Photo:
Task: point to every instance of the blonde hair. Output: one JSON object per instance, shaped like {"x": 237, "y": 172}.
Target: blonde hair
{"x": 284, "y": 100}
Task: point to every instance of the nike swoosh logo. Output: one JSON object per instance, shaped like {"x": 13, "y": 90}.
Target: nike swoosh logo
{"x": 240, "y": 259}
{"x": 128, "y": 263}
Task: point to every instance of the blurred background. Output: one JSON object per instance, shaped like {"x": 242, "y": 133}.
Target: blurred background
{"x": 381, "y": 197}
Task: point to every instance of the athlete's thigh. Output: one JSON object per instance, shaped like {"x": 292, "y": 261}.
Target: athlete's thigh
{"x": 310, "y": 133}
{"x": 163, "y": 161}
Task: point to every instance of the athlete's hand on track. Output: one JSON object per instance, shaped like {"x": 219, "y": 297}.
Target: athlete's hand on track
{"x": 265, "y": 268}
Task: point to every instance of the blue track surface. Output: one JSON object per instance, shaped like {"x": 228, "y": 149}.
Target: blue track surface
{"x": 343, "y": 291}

────────────────────

= Exercise prompt =
May I have the entries returned exactly, with every line in place?

= Response below =
Photo:
Task: point to every instance of the blonde hair. Output: one JSON object per instance, shaped like {"x": 237, "y": 172}.
Target: blonde hair
{"x": 284, "y": 100}
Task: point to every instance of the nike swoosh logo. Output: one JSON object per instance, shaped like {"x": 13, "y": 90}.
Target: nike swoosh logo
{"x": 240, "y": 259}
{"x": 128, "y": 263}
Task: point to every instance of the blurred background. Output: one JSON object per instance, shaped like {"x": 242, "y": 133}.
Target: blurred background
{"x": 381, "y": 197}
Task: point to every instance of the athlete's thigh. Output: one JSON object per instance, shaped like {"x": 292, "y": 261}.
Target: athlete's thigh
{"x": 310, "y": 133}
{"x": 163, "y": 161}
Task: point to every instance of the athlete's hand on track. Output: one JSON object per instance, shaped like {"x": 219, "y": 297}.
Target: athlete's hand on track
{"x": 265, "y": 268}
Task: point to every instance of the blue track surface. Output: one JSON object per instance, shaped like {"x": 228, "y": 149}.
Target: blue track surface
{"x": 343, "y": 291}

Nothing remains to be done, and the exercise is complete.